= Aim =
Leave out the pictures and repeat exactly the lines from the one containing "I need to verify whether any large" through the final line of the listing below.

= Supplied data =
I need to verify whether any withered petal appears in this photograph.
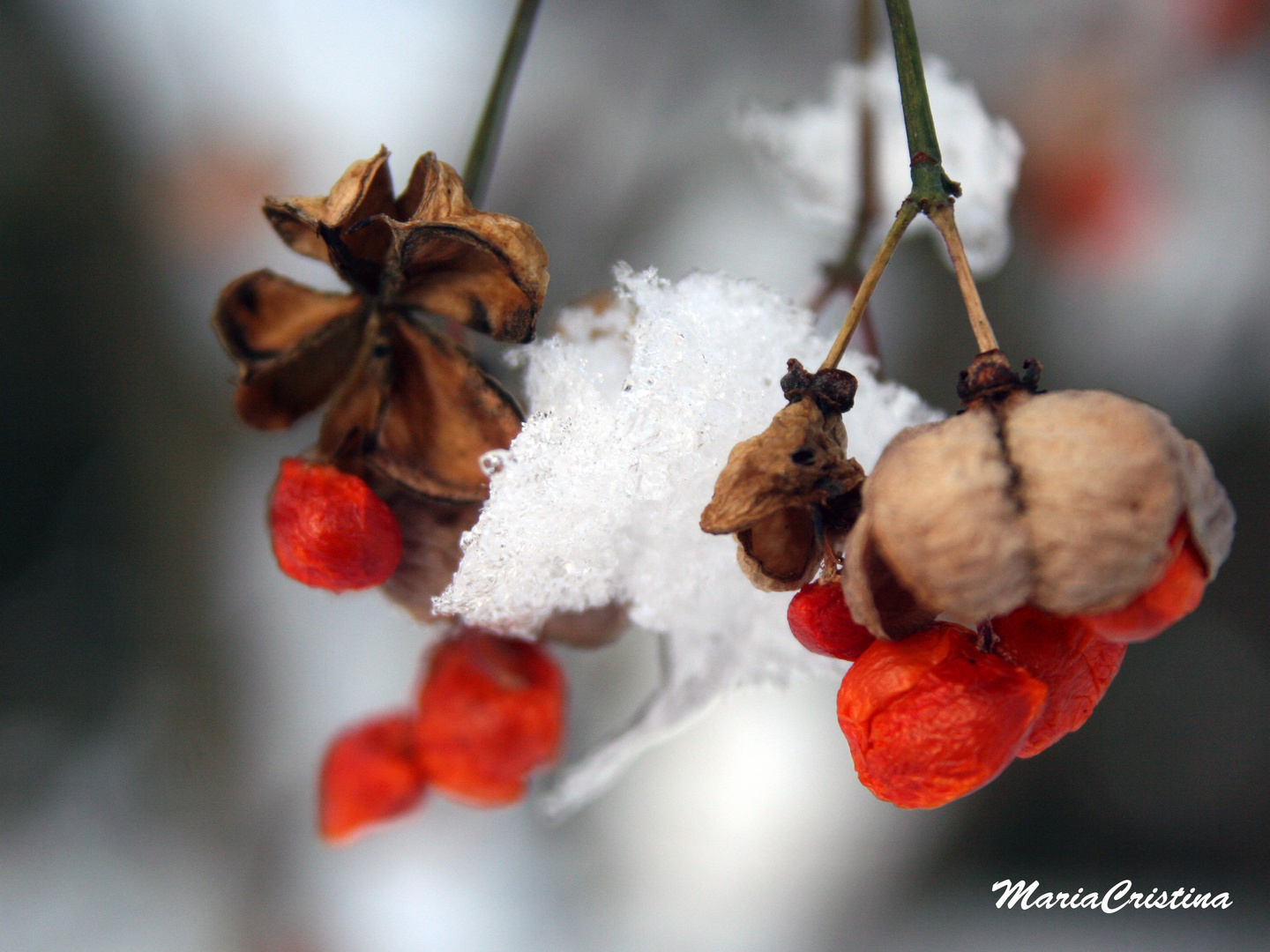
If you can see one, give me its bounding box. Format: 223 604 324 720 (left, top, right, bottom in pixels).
372 477 480 622
320 317 522 502
701 398 863 536
381 152 549 344
393 152 476 222
392 226 546 344
212 271 367 429
736 507 823 591
265 146 395 277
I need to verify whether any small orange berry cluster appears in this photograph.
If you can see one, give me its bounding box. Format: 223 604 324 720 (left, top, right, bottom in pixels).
212 148 549 621
788 522 1206 807
701 350 1235 807
318 628 565 843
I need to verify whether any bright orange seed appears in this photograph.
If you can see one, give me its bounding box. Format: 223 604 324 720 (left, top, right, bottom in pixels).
418 628 565 806
838 623 1047 807
318 713 425 843
269 459 401 591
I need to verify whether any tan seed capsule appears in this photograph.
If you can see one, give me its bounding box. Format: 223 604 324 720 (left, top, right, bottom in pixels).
843 360 1235 637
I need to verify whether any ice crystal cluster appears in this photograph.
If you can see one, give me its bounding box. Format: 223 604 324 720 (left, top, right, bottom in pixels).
434 266 938 814
736 56 1022 275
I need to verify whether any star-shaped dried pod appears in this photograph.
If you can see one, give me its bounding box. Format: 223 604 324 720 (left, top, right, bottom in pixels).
701 360 863 591
212 148 548 502
843 352 1235 637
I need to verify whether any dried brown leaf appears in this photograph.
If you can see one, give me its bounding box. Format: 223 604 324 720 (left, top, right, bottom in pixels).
212 271 367 429
318 317 522 502
372 487 480 622
701 398 863 534
384 152 549 343
736 507 823 591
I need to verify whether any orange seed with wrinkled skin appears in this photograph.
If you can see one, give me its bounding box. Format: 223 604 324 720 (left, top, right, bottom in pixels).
838 623 1048 808
416 628 565 806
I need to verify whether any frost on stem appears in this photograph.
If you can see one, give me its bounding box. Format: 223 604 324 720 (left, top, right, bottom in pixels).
434 266 938 814
736 53 1022 277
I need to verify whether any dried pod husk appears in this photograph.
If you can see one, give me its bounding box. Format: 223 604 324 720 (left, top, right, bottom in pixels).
843 376 1235 637
539 602 630 647
734 507 823 591
701 395 863 591
370 476 480 622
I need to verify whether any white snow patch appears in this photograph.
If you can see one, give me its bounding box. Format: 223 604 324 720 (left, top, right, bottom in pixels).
736 55 1024 277
434 265 938 814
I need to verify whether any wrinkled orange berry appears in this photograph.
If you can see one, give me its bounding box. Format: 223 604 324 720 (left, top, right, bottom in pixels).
318 713 425 843
1080 519 1207 643
838 623 1047 807
269 459 401 591
416 628 565 806
992 606 1125 756
786 582 874 661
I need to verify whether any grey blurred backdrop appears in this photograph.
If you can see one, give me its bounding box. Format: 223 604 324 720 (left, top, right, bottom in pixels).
0 0 1270 952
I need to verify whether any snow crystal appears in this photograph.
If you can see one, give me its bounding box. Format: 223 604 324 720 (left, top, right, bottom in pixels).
434 265 938 814
736 55 1022 275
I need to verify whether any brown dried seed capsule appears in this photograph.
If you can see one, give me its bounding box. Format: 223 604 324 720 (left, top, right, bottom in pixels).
843 358 1235 637
701 388 863 591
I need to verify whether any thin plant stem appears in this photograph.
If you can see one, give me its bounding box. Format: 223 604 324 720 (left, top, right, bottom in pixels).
926 205 998 353
808 0 881 373
464 0 541 207
886 0 997 353
820 198 918 370
886 0 961 211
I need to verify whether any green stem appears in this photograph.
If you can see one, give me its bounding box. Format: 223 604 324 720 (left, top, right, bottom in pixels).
464 0 541 207
886 0 961 211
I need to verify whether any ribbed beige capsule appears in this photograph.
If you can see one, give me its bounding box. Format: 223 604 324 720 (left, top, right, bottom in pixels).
843 390 1235 637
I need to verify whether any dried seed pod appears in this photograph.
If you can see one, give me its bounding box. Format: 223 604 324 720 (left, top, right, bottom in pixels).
845 352 1235 637
701 361 863 591
539 602 630 647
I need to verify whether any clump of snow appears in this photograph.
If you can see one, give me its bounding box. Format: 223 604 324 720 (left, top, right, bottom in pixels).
736 55 1022 275
434 265 938 814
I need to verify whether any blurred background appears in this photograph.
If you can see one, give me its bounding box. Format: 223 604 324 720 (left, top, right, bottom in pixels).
0 0 1270 952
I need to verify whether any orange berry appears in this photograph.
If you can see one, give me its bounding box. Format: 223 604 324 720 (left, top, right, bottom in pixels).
418 628 565 806
786 582 874 661
838 623 1047 807
318 713 425 843
992 606 1125 756
269 459 401 591
1080 519 1207 643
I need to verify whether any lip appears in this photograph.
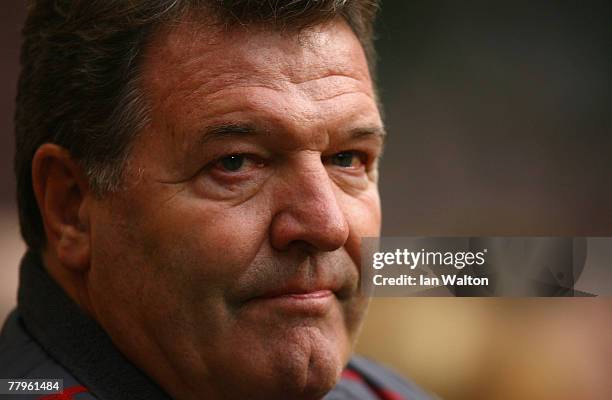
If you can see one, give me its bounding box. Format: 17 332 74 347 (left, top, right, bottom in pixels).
250 289 335 316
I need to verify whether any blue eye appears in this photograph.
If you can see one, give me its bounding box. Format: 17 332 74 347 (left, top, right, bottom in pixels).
219 155 245 172
331 151 361 168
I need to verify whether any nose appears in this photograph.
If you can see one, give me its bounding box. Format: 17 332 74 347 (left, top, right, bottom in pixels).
270 154 349 251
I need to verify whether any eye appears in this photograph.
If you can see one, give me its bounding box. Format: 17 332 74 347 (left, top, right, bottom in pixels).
330 151 364 168
217 154 246 172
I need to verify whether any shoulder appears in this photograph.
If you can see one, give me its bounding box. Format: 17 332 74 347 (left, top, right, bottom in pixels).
325 356 435 400
0 310 93 400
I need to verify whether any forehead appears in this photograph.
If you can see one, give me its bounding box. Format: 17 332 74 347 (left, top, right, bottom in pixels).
143 18 373 112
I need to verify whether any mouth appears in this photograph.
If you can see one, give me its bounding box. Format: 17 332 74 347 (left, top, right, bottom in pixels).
249 288 336 317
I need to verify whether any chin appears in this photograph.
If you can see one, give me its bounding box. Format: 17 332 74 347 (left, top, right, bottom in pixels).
222 328 348 400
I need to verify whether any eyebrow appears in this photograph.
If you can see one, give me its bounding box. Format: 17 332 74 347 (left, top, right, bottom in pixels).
198 124 264 145
198 123 387 145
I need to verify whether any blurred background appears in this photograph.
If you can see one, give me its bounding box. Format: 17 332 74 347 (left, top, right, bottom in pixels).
0 0 612 400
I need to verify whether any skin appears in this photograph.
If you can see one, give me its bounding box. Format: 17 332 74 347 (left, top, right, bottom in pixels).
33 14 383 399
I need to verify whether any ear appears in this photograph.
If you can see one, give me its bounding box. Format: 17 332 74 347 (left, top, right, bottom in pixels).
32 143 90 271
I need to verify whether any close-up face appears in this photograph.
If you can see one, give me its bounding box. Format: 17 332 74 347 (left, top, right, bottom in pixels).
88 14 383 399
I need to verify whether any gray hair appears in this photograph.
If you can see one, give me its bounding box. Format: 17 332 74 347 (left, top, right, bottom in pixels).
15 0 378 250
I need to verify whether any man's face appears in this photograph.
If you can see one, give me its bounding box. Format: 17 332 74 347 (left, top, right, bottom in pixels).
88 15 382 399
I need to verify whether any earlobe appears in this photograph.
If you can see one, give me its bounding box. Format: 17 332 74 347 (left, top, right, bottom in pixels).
32 143 90 270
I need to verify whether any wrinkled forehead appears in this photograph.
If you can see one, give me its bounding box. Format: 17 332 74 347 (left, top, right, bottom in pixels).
143 17 373 103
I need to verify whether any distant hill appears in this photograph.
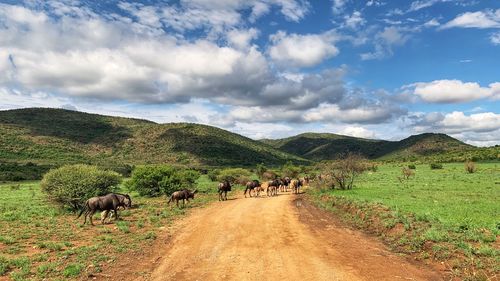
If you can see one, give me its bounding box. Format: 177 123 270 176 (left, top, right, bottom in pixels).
0 108 308 166
261 133 500 161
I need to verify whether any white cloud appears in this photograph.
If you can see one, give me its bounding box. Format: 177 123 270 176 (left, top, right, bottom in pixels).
361 26 410 60
303 103 399 124
490 32 500 45
405 80 500 103
343 11 366 29
424 19 440 27
332 0 349 15
227 28 259 49
442 9 500 29
268 31 339 67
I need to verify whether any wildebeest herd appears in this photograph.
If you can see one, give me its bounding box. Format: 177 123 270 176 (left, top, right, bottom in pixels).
78 177 309 225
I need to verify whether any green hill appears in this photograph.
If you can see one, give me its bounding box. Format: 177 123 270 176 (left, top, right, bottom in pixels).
0 108 307 166
261 133 500 161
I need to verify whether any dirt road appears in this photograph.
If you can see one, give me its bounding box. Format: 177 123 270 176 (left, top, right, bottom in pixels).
141 193 441 281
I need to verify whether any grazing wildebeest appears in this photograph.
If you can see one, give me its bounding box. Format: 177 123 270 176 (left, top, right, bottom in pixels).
300 176 309 186
167 189 198 207
78 193 132 225
266 179 281 196
280 177 292 192
243 180 260 198
254 184 264 197
101 193 132 224
290 180 302 194
217 181 231 201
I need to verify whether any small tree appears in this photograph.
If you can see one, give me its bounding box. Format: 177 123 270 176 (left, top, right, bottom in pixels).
326 153 368 189
41 165 121 210
398 167 415 186
207 169 220 181
281 161 301 178
218 168 250 184
464 161 476 174
127 165 200 197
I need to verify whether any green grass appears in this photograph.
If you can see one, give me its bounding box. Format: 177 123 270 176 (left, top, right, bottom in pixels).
0 176 217 280
313 163 500 278
335 163 500 235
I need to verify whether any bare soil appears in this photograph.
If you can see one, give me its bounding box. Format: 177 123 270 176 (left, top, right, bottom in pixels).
102 193 444 281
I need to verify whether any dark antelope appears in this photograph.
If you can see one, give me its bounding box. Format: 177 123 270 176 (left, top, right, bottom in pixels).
217 181 231 201
78 193 132 225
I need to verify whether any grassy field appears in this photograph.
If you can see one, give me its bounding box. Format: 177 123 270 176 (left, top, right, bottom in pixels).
314 163 500 279
0 176 217 280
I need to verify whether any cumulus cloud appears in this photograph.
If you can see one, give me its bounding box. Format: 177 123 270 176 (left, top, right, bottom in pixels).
410 111 500 146
490 32 500 45
361 26 410 60
343 11 366 29
332 0 349 15
404 80 500 103
442 9 500 29
268 31 339 67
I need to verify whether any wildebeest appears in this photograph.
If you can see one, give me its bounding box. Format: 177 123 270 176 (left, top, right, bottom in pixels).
280 177 292 192
254 184 264 197
167 189 198 207
243 180 260 198
78 193 132 225
266 179 281 196
290 179 302 194
217 181 231 201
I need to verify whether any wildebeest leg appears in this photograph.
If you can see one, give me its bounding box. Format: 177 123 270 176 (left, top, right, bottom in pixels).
113 207 118 221
101 210 108 224
89 210 96 225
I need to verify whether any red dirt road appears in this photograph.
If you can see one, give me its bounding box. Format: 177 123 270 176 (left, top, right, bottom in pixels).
138 193 442 281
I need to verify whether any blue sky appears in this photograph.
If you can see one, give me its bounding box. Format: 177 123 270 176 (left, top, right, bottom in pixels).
0 0 500 146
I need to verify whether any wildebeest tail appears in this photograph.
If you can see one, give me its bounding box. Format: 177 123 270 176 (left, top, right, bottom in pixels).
77 202 89 219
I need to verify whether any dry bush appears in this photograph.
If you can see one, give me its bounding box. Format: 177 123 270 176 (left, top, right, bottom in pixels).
464 161 476 174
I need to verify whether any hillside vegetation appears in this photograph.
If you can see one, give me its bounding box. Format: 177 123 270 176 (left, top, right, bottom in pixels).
262 133 500 161
0 108 307 166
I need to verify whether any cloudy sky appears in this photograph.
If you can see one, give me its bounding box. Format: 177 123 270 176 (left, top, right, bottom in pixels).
0 0 500 146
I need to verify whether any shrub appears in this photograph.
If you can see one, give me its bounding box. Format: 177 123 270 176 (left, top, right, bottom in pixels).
126 165 200 197
430 163 443 170
41 164 121 210
217 168 250 184
207 169 220 181
322 153 369 189
281 161 302 178
464 161 476 174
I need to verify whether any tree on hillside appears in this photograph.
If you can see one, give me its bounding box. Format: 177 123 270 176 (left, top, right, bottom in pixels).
323 153 369 189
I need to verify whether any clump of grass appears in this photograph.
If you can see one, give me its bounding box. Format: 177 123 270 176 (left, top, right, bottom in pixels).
63 263 83 277
429 163 443 170
116 221 130 233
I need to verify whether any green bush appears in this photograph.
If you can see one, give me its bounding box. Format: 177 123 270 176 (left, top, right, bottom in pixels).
126 165 200 197
41 164 121 210
217 168 250 184
207 169 220 181
281 161 302 178
430 163 443 170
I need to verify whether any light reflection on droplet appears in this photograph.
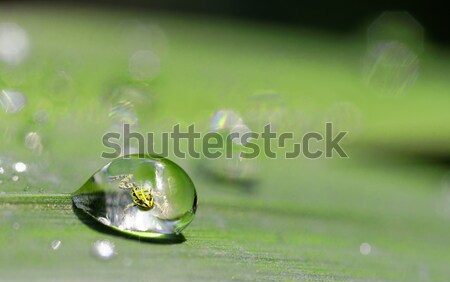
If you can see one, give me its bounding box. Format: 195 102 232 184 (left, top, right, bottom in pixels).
128 50 160 81
367 11 425 54
364 41 419 96
359 243 372 256
92 240 115 260
50 240 61 251
0 23 30 66
0 89 27 114
14 162 27 173
244 93 286 132
204 110 258 183
25 132 43 155
12 222 20 230
109 100 138 128
364 12 424 96
230 124 252 145
123 257 133 266
33 110 49 126
325 102 363 143
210 110 243 131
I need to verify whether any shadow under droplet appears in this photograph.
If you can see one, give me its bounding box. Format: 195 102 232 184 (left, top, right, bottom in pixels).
72 203 186 244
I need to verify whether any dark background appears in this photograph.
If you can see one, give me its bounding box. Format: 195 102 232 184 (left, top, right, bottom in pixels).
0 0 450 45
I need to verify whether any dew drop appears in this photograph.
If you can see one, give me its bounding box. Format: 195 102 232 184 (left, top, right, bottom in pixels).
203 110 258 183
92 240 116 260
13 222 20 230
14 162 27 173
128 50 160 81
0 23 30 66
72 155 197 239
25 132 43 155
359 243 372 256
0 89 27 114
50 240 61 251
243 92 286 132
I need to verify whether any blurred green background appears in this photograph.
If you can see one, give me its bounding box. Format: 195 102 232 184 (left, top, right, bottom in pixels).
0 4 450 281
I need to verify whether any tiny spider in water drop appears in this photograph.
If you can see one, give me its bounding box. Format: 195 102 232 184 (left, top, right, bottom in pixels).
109 174 166 213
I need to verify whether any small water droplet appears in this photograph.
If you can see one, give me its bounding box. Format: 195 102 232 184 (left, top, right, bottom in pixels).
243 93 286 132
72 155 197 238
13 162 27 173
0 23 30 66
203 110 258 183
92 240 116 260
33 110 50 126
25 132 43 155
123 257 133 267
364 41 419 96
359 243 372 256
50 240 61 251
109 100 138 128
0 89 27 114
128 50 160 81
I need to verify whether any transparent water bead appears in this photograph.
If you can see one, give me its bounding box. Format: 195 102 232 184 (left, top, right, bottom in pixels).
0 89 27 114
72 155 197 238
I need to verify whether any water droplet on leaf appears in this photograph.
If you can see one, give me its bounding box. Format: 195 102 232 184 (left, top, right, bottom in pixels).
92 240 116 260
72 155 197 238
0 90 27 114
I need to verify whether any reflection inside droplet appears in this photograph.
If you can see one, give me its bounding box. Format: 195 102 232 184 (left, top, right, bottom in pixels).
0 89 27 114
128 50 160 81
92 240 115 260
50 240 61 251
72 155 197 238
359 243 372 256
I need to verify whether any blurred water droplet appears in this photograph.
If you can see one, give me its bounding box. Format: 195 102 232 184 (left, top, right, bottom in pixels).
210 110 243 131
109 100 138 129
25 132 43 155
0 23 30 66
230 124 252 145
244 93 286 132
203 110 258 183
33 110 49 126
367 11 424 54
359 243 372 256
123 257 133 266
91 240 116 260
72 155 197 239
13 162 27 173
325 102 363 142
0 89 27 114
128 50 160 81
364 41 419 96
50 240 61 251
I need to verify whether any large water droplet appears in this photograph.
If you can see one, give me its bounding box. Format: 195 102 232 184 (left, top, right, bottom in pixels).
72 155 197 238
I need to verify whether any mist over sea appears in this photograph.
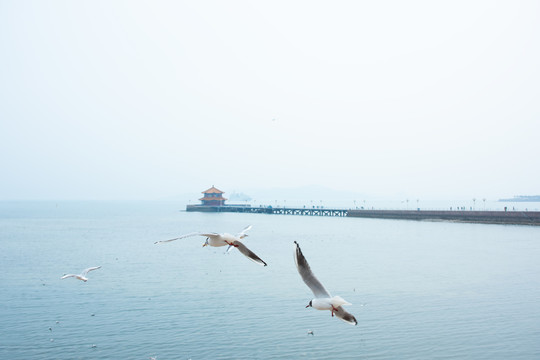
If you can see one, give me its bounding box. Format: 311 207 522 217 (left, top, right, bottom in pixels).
0 199 540 360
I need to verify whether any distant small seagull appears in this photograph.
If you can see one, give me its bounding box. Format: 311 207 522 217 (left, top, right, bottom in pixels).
60 266 101 282
294 241 358 325
154 225 266 266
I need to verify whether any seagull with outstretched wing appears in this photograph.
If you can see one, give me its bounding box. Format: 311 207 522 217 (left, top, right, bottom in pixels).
154 225 266 266
60 266 101 282
294 241 358 325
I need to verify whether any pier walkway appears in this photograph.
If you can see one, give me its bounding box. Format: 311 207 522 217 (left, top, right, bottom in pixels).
186 205 540 226
186 205 349 216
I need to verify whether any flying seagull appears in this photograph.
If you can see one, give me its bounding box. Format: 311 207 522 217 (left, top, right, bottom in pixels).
294 241 358 325
60 266 101 282
154 225 266 266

= Task solution =
I need to verify whether any large water droplet appears in this photograph.
If you can see one, give me its bounding box. Format: 195 102 232 184 (left, top, right, bottom in pixels).
72 155 197 238
I need to verify whether any mist over sea appears in this photograph.
If you can see one, give me its bounding box. Format: 311 207 522 217 (left, top, right, bottom in pixels).
0 199 540 360
I need to verify whether any distant small seagull appears in this photograph.
If you can see one, give me its bounding box. Format: 311 207 522 217 (left, top, right, bottom in pixels).
60 266 101 282
294 241 358 325
154 225 266 266
I need to verify whether any seagull with outstretched wing appears in this photograph.
If you can see one, give me its bounding box. Format: 311 207 522 217 (left, top, right, bottom in pixels).
154 225 266 266
60 266 101 282
294 241 358 325
I need to verify whether any pier walkway appears in this photograph.
If you can see one, give me its bounding box. Format: 311 207 522 217 (left, top, right, bottom in pixels).
186 205 540 226
186 205 349 216
I need to verify whether any flying seagull appears in this photograph.
If you can see one, give me its bounding box. Format: 311 207 522 217 (left, top, right, bottom in pixels).
294 241 358 325
60 266 101 282
154 225 266 266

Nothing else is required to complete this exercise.